#### Referring expression data:
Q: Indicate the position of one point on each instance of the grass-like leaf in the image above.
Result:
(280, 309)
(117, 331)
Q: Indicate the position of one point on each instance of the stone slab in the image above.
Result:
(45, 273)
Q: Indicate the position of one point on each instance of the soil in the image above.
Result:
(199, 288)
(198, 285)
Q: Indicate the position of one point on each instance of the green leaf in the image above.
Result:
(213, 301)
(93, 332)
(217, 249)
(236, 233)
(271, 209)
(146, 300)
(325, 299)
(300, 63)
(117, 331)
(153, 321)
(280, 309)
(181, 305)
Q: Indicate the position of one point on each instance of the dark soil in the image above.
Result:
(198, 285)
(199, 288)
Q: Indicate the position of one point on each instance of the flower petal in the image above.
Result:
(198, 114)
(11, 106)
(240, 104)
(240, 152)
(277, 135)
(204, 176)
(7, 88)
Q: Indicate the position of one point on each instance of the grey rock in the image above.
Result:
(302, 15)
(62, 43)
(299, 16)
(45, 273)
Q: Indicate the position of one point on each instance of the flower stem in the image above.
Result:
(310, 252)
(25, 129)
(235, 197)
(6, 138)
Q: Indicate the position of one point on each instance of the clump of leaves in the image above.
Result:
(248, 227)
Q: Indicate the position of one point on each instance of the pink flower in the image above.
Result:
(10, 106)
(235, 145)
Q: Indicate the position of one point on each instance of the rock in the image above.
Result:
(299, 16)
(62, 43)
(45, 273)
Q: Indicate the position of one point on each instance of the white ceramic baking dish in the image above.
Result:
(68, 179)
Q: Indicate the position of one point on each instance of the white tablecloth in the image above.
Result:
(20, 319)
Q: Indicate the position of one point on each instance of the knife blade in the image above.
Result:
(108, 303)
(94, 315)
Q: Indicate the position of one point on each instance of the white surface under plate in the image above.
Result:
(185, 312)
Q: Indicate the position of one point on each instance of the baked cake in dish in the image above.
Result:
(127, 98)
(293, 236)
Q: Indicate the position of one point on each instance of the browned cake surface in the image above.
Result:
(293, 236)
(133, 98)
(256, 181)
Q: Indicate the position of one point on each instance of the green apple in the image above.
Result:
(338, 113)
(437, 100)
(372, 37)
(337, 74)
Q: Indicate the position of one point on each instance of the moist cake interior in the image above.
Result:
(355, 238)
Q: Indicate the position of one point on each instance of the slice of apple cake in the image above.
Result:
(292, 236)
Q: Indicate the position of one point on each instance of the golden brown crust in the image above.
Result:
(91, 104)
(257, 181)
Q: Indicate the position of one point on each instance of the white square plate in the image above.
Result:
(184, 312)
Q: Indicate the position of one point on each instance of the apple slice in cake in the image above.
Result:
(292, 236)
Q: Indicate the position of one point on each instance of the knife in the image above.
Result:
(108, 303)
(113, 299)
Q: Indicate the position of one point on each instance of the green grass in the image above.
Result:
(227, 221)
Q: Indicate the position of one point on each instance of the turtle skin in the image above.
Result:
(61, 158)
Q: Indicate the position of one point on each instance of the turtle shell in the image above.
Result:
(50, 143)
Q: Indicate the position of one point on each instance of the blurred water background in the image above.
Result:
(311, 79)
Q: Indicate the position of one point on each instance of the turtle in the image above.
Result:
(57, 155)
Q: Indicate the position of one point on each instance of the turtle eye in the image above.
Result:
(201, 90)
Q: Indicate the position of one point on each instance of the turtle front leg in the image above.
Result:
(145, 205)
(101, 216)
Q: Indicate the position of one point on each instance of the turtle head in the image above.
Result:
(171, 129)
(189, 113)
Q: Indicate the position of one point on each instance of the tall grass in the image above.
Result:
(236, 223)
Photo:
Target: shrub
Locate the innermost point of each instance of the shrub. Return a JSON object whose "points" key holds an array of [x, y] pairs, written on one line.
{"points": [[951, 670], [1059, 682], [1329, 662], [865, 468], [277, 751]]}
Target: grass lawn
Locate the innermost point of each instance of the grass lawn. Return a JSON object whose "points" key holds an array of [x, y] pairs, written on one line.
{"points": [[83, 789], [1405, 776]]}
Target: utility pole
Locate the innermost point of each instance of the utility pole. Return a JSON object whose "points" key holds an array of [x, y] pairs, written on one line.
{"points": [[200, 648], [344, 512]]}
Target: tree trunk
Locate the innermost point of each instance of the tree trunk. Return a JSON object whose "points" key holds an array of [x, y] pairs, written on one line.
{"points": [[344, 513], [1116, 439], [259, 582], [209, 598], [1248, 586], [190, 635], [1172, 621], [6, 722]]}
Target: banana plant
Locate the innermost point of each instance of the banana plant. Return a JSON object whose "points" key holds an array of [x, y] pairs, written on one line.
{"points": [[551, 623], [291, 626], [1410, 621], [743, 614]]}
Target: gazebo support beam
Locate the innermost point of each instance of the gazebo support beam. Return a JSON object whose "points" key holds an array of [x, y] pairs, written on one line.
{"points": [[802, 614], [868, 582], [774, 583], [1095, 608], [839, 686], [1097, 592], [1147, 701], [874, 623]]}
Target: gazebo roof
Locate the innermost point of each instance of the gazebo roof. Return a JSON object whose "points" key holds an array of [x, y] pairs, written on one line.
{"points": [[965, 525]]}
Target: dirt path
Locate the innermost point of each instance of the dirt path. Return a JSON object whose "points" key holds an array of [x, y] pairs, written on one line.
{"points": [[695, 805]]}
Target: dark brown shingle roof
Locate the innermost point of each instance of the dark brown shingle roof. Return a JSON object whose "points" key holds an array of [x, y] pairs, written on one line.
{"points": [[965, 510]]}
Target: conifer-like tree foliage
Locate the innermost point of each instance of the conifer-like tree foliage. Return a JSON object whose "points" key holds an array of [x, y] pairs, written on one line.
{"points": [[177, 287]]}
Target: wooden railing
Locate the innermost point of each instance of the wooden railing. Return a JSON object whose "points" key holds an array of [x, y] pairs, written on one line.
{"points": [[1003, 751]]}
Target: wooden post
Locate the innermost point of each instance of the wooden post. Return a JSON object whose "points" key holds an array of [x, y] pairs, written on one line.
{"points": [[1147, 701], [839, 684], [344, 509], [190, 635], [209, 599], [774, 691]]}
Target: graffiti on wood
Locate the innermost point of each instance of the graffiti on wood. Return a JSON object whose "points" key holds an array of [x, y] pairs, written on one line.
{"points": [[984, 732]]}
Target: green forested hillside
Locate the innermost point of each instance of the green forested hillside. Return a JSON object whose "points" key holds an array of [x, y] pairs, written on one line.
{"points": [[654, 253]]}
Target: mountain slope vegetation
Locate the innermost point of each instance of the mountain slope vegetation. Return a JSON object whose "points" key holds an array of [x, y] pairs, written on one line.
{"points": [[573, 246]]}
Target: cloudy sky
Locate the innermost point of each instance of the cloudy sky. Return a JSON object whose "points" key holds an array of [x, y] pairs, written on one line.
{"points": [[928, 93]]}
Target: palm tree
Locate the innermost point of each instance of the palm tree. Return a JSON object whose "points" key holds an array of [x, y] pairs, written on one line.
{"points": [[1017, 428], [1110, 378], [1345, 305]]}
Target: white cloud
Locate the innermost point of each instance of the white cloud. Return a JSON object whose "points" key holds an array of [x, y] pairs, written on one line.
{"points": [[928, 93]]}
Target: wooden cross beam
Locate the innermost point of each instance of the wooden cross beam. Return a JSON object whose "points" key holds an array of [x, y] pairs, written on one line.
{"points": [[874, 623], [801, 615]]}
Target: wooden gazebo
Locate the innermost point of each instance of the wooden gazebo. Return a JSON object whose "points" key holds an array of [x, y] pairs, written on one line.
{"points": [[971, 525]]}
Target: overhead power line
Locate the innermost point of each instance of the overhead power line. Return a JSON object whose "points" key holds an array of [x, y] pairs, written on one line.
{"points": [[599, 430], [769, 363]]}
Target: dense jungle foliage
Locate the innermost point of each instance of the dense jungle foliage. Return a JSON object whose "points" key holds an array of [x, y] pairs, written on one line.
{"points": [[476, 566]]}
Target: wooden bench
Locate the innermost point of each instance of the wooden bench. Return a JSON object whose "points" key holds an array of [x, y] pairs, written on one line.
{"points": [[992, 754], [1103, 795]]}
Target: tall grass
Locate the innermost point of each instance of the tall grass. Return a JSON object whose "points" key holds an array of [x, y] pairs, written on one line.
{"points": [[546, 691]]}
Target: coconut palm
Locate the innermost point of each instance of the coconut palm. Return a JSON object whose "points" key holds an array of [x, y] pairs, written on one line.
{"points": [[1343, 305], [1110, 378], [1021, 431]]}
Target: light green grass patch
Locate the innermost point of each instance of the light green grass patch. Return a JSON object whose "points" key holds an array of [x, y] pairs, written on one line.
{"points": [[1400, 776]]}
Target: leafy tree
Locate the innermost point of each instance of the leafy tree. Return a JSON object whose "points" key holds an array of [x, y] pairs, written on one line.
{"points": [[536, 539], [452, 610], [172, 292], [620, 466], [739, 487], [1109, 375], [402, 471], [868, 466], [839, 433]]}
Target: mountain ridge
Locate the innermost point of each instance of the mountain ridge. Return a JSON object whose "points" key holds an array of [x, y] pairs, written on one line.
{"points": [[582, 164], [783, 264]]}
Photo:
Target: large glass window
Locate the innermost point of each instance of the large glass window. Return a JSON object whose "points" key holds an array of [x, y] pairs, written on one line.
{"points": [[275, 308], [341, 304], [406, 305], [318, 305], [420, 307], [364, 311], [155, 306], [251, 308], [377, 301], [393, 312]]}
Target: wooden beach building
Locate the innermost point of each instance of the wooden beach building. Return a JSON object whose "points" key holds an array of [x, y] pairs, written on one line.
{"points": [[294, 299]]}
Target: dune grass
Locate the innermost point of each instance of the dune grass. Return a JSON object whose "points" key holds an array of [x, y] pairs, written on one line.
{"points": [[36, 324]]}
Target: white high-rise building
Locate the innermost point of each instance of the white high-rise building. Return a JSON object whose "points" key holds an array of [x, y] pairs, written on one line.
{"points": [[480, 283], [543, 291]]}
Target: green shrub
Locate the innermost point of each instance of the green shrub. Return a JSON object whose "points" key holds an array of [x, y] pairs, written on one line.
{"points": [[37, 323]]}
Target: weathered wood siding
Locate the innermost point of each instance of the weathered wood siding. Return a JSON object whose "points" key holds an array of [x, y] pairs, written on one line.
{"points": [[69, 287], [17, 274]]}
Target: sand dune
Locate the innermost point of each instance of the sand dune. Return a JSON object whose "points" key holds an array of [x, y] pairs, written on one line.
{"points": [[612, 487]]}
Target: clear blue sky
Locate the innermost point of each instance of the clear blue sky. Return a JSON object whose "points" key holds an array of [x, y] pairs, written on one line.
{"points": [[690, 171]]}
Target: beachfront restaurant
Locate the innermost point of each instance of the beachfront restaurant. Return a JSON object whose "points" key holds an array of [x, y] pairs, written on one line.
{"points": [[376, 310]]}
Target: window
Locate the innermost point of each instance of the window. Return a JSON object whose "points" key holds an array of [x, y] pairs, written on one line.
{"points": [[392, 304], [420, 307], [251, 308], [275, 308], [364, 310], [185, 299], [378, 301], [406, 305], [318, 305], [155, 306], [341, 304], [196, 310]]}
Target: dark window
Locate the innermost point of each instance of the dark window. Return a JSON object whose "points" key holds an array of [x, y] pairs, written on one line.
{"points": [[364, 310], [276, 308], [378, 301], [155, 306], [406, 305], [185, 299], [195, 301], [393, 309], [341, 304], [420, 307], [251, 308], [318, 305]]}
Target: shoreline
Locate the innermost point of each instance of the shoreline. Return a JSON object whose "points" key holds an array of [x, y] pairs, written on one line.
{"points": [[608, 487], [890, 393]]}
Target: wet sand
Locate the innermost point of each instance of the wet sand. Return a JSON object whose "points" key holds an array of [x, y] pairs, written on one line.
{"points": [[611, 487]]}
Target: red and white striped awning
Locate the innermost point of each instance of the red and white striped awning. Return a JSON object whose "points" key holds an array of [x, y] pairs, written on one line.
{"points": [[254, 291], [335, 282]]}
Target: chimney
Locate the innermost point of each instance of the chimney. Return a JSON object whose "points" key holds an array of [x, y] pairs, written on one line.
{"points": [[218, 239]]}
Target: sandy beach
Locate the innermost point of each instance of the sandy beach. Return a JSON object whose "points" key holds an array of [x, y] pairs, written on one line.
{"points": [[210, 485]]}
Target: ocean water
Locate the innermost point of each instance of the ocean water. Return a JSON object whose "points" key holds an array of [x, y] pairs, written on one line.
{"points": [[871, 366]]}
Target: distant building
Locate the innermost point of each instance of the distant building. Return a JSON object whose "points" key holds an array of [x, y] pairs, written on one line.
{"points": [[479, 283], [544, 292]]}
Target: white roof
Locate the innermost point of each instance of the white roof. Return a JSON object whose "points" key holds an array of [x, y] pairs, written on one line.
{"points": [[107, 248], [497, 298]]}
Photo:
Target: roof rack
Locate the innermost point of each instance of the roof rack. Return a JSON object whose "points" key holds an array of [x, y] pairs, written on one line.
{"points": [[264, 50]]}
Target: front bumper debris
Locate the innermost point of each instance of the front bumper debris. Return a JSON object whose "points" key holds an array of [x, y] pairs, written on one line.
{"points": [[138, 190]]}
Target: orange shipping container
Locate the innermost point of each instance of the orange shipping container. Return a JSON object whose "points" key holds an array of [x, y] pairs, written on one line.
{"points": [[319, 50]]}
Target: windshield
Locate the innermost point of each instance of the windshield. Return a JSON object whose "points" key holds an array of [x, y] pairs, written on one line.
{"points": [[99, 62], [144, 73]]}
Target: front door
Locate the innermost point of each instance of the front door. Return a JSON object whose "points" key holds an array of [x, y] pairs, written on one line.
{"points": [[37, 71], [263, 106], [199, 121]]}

#### PROBLEM DESCRIPTION:
Only the number is wanted: how many lines in the data include the word "plate"?

#### EXERCISE RESULT:
2